─── Tekst do ćwiczenia

Czemu jest w czołówce najlepszych filmów w ogóle? Za co się tam znalazł? Czemu jest wyżej niż Taksówkarz, Czas Apokalipsy czy cokolwiek co nakręcił Sergio Leone?
Tokijska opowieść to jeden z najbardziej niezwykłych filmów wszech czasów. Filmów o zwykłych ludziach powstało przecież mnóstwo. Jednak żaden z nich nie dorasta do pięt Tokijskiej opowieści. Nawet sam Ozu nie zrobił już równie wielkiego filmu i czuje się że takie arcydzieło jak Późna wiosna jest tylko preludium do dania głównego. I raz i dwa. Boyhood. Inne japońskie filmy opowiadające to samo. Twórczość Kim ki duka. Filmy typu Pusty dom. Żaden z nich nie zbliża się do poziomu Tokyo Story.
Siłą i wyjątkowością Tokijskiej opowieści jest to że mamy tu 5 lub 6 głównych bohaterów w jednym filmie. Jednym z nich są postacie występujące w filmie. Drugą tytułowe miasto. Tokyo. Sposób jego kręcenia ma w sobie jakiś refleksyjny charakter. Tokyo to symbol współczesnej nowoczesnej cywilizacji. Trzecim bohaterem jest sam czas. Niewidzialny a panuje nad całą widzialną rzeczywistością. Wszystko co istnieje i jest wrzucone w rzeczywistość jest pod jego władaniem.

──────
─── Pokazane wpisy

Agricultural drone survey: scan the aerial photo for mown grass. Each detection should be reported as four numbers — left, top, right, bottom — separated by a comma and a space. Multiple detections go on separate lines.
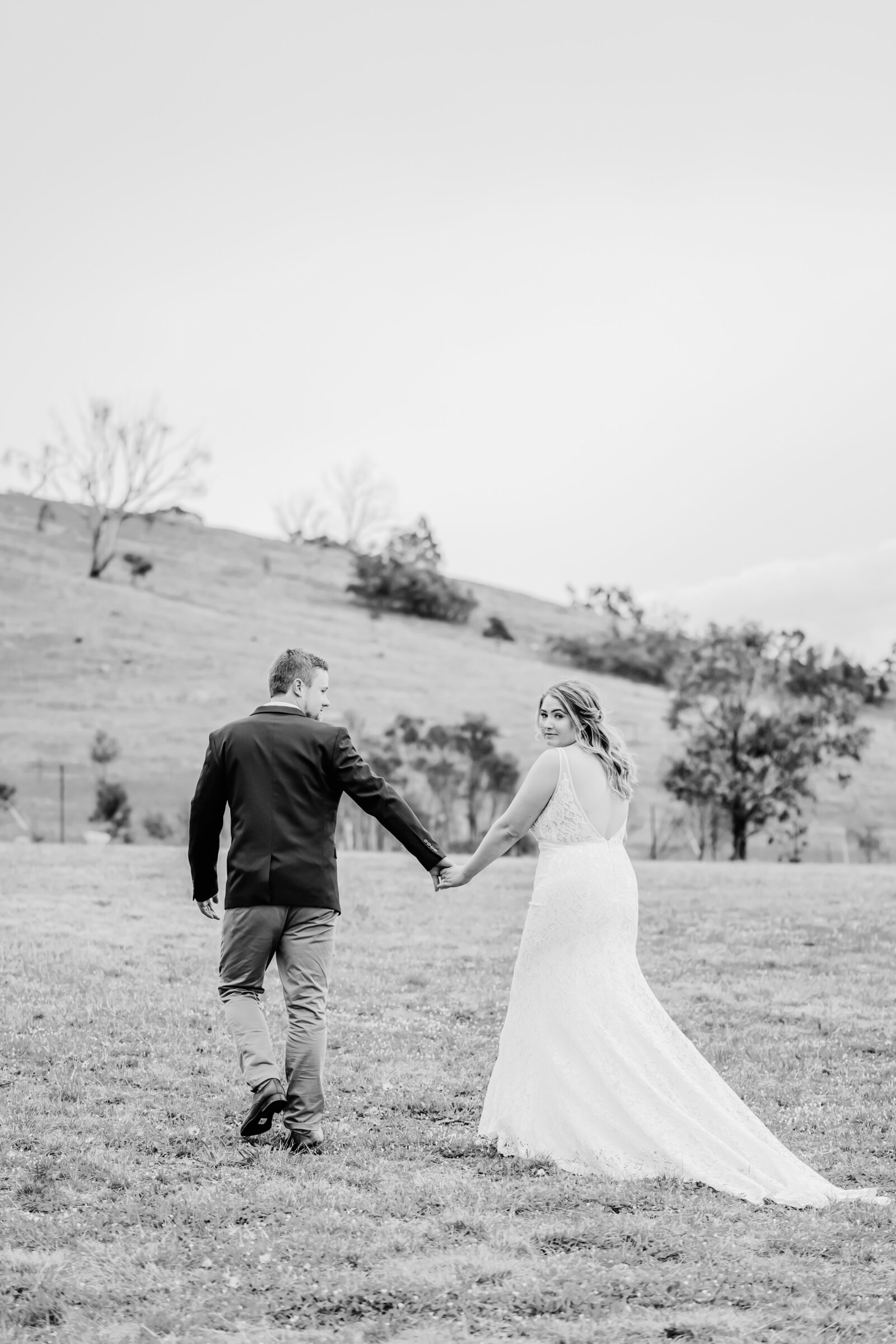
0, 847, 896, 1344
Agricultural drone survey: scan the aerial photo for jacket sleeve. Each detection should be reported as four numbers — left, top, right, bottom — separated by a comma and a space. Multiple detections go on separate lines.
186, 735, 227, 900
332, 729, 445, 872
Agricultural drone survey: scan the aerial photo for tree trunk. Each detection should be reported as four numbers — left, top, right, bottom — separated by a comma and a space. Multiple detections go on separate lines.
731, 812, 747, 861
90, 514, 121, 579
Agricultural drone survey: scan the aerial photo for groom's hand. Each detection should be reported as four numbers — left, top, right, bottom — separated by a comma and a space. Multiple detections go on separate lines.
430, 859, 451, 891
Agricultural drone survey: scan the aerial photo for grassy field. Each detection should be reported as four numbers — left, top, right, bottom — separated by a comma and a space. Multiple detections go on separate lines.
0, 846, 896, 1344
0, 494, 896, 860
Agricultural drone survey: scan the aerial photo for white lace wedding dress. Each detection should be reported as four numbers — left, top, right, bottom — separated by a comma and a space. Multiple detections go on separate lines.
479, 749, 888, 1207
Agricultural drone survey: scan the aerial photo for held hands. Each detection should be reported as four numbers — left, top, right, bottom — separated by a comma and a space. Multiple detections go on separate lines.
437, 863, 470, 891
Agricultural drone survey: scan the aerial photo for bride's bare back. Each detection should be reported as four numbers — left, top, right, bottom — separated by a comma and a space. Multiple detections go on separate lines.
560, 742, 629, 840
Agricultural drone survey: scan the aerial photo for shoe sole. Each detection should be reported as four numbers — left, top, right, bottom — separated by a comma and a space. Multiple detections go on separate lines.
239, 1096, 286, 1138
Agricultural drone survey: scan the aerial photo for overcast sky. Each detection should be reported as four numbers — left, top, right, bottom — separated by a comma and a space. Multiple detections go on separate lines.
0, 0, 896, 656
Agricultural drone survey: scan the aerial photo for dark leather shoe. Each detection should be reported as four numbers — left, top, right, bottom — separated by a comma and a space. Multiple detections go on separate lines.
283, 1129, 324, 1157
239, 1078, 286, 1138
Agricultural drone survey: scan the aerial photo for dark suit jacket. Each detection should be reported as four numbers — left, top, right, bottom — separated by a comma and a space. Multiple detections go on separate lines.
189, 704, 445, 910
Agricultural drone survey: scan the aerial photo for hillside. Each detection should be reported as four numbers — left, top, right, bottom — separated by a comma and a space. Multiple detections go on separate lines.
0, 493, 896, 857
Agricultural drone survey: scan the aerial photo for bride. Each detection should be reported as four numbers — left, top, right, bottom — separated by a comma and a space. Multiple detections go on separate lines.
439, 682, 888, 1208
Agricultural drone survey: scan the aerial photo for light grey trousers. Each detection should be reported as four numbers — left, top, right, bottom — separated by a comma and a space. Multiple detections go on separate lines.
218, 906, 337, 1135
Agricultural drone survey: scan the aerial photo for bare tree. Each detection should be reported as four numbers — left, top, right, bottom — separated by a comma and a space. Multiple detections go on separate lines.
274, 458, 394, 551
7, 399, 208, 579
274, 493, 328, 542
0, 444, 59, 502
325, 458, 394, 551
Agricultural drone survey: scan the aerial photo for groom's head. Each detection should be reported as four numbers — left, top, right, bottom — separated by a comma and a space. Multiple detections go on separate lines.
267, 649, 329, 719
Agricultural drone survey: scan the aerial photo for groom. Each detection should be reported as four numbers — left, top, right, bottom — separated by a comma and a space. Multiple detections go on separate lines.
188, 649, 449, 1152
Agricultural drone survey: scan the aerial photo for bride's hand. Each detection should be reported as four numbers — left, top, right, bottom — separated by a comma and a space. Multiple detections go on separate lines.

──────

- _Polecenie 1_: Co według tekstu o Tokijskiej opowieści jest symbolem współczesnej nowoczesnej cywilizacji?
- _Polecenie 2_: Napisz dalszy ciąg tekstu o Tokijskiej opowieści, zaczynając tuż po jego ostatnim zdaniu.
Zestawienie nie odgrywa tu żadnej roli.

- _Odpowiedź 1_: Tokyo, czyli tytułowe miasto filmu.

- _Odpowiedź 2_:
Czwartym bohaterem jest skrzętnie ukryta buddyjska filozofia która przenika całe ponad 2 godziny projekcji. Film to najpełniejszy w dziejach kina wyraz filozofii wschodu. Piątym bohaterem jest przyszłość. Choć film mówi o jednej rodzinie czuję jakby opowiadał o całej ludzkości. Film zawiera pytanie o to jak coraz to nowoczesniejsza cywilizacja wpływa na zwykłe życie codziennie najzwyklejszych mieszkańców planety. Co jest definicją życia i szczęśliwości? Jakość życia zwykłych ludzi jest odbiciem stanu cywilizacyjnego ludzkości. Szóstym bohaterem jest próba zrozumienia absolutu na podstawie tego jak wygląda jego codzienność. Gdy wszyscy staną się szczęśliwi wtedy ludzkość zazna wręcz mistycznego odczucia magiczności swego istnienia. Co jest pieśnią przyszłości. Tylko na czym ma ono polegać gdy film Ozu mówi że stany szczęśliwości na tym świecie trwają chwilę a wszystko umiera z płynącym swym rytmem czasem?
Film zawiera symbol cyklu życia do którego wciąż się wpada. Odjeżdżający i przyjeżdżający pociąg to oddanie śmierci i narodzin kolejnych pokoleń które na nowo przeżywają tą samą rzeczywistość. Choć ludzie się rodzą to ma się wrażenie że raczej się klonują. Powielają tylko te same DNA. Bo ciągle są tacy sami a jedynie co się naprawdę zmienia to coraz nowocześniejsza technologia jaką ludzkość ma w użyciu. A życie codzienne wygląda jak wygląda.